--- Record set ---
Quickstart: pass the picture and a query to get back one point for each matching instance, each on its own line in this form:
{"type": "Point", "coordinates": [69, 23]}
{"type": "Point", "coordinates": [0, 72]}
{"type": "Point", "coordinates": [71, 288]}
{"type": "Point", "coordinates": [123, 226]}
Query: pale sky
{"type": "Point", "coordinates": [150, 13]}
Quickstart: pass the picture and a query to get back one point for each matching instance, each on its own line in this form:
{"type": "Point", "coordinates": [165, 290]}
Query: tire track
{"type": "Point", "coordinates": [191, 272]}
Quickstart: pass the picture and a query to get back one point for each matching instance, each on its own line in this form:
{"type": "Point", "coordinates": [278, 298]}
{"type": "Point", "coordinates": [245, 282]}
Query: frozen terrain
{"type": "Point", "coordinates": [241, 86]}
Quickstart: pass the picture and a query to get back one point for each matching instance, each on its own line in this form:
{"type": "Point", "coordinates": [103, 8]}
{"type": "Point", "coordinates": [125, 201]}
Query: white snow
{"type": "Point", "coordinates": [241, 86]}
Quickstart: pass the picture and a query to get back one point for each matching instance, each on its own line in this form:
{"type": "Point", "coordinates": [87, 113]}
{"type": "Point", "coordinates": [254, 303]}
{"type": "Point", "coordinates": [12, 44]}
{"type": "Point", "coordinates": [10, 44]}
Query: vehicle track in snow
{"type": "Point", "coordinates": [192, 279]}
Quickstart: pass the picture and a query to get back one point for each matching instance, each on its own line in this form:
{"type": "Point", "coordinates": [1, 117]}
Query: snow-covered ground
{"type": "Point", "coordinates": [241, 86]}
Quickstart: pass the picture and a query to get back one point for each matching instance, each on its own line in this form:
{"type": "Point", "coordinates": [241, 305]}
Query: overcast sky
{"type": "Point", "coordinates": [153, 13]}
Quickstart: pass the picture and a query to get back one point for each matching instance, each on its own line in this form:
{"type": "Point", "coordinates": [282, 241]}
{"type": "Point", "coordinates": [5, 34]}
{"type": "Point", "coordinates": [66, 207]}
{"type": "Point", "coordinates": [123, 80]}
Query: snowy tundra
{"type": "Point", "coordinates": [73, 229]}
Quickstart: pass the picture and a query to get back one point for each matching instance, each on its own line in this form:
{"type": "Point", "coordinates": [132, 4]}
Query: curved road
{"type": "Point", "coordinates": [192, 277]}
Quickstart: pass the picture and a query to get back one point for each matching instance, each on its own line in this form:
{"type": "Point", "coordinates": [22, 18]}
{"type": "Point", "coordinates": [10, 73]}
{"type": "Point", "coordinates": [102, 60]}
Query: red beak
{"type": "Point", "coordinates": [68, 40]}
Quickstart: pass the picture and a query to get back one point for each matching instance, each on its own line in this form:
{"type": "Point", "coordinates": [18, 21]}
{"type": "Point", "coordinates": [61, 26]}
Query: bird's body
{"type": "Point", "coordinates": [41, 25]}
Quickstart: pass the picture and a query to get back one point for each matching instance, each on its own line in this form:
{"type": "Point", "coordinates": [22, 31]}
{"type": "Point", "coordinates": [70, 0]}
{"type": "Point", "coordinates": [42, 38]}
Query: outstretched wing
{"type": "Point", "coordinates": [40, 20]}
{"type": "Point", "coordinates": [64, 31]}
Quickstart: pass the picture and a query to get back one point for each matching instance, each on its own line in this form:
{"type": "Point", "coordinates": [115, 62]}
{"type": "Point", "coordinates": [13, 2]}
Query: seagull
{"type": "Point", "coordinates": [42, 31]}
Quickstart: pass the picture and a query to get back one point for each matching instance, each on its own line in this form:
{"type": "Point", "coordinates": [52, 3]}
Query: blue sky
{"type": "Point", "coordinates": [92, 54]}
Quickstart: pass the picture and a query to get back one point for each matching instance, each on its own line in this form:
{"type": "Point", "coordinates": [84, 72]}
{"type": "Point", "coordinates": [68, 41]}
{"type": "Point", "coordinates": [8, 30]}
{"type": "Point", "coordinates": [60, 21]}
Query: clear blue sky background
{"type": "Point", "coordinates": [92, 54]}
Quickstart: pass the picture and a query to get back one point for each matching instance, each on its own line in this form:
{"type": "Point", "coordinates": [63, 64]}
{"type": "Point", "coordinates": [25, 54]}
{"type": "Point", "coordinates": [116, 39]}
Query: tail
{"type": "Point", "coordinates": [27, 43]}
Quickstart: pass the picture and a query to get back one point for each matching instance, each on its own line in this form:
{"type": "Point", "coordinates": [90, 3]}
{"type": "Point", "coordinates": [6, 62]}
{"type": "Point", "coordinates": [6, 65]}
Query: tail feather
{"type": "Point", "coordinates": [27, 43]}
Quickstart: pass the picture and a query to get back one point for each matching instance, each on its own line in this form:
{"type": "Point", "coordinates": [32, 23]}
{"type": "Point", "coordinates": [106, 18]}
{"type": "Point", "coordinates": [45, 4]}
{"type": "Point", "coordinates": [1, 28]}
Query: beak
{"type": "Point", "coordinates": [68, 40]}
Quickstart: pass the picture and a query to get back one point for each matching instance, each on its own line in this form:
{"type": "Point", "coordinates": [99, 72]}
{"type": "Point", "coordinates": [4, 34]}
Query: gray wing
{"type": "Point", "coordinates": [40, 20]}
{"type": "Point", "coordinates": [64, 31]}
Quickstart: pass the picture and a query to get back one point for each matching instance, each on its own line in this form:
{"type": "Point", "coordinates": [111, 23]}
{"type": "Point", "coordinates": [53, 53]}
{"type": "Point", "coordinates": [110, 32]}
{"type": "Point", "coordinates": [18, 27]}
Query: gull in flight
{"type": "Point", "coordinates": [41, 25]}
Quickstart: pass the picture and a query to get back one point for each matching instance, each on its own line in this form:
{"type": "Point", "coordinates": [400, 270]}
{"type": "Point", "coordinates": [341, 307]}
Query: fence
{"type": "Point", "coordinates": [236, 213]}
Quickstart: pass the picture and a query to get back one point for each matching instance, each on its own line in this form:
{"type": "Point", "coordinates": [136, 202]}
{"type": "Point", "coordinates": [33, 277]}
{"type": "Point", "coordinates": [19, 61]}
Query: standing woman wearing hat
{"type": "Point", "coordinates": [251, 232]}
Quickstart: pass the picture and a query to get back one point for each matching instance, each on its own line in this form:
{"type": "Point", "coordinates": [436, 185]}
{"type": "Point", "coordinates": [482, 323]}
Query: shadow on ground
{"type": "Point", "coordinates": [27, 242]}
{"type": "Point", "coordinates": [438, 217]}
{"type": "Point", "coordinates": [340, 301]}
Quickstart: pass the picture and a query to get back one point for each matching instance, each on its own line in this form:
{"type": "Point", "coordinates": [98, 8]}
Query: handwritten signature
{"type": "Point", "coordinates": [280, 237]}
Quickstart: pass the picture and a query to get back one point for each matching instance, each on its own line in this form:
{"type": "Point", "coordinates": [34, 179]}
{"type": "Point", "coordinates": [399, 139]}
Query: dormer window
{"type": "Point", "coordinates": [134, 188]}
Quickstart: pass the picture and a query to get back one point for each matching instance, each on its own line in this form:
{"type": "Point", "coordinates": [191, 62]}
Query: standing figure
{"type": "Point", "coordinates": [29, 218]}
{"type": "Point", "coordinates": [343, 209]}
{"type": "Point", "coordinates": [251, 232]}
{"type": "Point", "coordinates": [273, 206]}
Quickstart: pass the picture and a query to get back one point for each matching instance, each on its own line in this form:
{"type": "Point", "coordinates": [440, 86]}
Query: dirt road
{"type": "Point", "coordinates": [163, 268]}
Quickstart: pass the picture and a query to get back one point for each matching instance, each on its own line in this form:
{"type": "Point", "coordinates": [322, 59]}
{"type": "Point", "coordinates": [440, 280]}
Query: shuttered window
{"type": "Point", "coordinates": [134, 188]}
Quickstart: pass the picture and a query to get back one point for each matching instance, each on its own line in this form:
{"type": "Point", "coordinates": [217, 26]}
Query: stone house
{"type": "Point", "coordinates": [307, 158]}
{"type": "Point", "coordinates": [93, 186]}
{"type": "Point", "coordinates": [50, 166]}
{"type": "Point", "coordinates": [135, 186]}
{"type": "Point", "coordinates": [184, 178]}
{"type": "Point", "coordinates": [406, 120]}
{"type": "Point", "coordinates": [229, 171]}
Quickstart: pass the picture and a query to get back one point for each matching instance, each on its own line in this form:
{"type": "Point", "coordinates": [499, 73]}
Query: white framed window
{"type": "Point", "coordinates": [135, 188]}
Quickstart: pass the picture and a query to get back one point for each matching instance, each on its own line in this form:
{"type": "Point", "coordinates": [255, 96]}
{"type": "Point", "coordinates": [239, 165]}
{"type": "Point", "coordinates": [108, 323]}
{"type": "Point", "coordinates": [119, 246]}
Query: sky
---
Pick out every line in the listing above that contains the string "wing", and copy each one. Case counts.

Query: outstretched wing
Query: gray wing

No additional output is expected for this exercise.